___ TEXTE PRÉSENTÉ

Le deuxième facteur qui freine les performances économiques de la CEMAC demeure sa sous-industrialisation et le manque de diversification de son économie. Basées sur l’exportation des matières premières brutes, les économies de la CEMAC ne permettent que très peu d’échanges, car aucun de ses États membres n’est demandeur des matières premières produites par les autres, faute de disposer d’une industrie de transformation et d’un marché adéquat.
La diversification économique est un enjeu clé pour les pays de la CEMAC. Quelles politiques ou initiatives concrètes recommanderiez-vous pour réduire la dépendance aux ressources naturelles, notamment au pétrole ?
Il faut, en premier lieu et dans l’urgence, améliorer les infrastructures pour renforcer la connectivité et favoriser une réelle circulation des marchandises.
Ensuite, il est nécessaire de mettre effectivement en œuvre les plans existants pour encourager une plus grande diversification, notamment la transformation locale des matières premières, en premier lieu le bois et les produits agricoles.
Enfin, il faut intensifier la production agricole pour réduire la dépendance aux importations.
Comment percevez-vous l’avenir de l’intégration économique africaine ? Pensez-vous que les blocs régionaux, comme la CEMAC, sont des tremplins efficaces pour réaliser les objectifs de la Zone de libre-échange continentale africaine (ZLECAF) ?
Au-delà de la CEMAC, il faut remonter la question de l’intégration aux communautés économiques régionales, en l’occurrence ici la CEEAC, et y relever les mêmes défis infrastructurels et de connectivité. Avec ses 11 États membres, c’est un marché de près de 200 millions de consommateurs que représente la CEEAC.
Le Gabon et le Maroc entretiennent une relation historique et stratégique. Comment voyez-vous l’évolution de cette relation dans les domaines économique, éducatif et culturel ?
Les relations se sont renforcées ces dernières années, principalement grâce aux investissements marocains dans les secteurs de la banque, des télécoms et des mines.
Il serait souhaitable de renforcer cette coopération dans d’autres domaines tels que l’agriculture et la pêche, compte tenu du potentiel d’expertise et de savoir-faire dont dispose le Royaume du Maroc.
Cependant, on compte très peu d’investissements gabonais au Maroc, sinon pas du tout. Il y a là un champ à explorer pour nos entreprises.

______

CONSIGNES DE TRAVAIL:
[a] Répondez à ces questions d'après le texte sur la CEMAC :
(i) Combien d'États membres compte la CEEAC ?
(ii) Dans quels secteurs les investissements marocains ont-ils renforcé les relations avec le Gabon ?
(iii) Quelles matières premières sont citées en premier pour la transformation locale ?
[b] Recopiez un passage du texte sur la CEMAC : commencez aux mots « Ensuite, il est » et arrêtez-vous après « les produits agricoles. ».
Ce matériel est indépendant du texte sur la CEMAC.

___ DONNÉES FOURNIES

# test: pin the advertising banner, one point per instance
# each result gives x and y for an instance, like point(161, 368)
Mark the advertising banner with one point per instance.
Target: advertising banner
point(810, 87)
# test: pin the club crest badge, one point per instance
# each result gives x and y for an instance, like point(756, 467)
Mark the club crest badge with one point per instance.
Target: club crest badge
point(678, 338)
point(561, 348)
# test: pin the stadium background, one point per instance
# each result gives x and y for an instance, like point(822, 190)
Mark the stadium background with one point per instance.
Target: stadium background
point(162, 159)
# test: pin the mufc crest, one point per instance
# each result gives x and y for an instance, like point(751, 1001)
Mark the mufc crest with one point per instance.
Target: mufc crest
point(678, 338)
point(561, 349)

______

RÉPONSES NUMÉROTÉES:
[a]
(i) 11 États membres.
(ii) La banque, les télécoms et les mines.
(iii) Le bois et les produits agricoles.

[b]
Ensuite, il est nécessaire de mettre effectivement en œuvre les plans existants pour encourager une plus grande diversification, notamment la transformation locale des matières premières, en premier lieu le bois et les produits agricoles.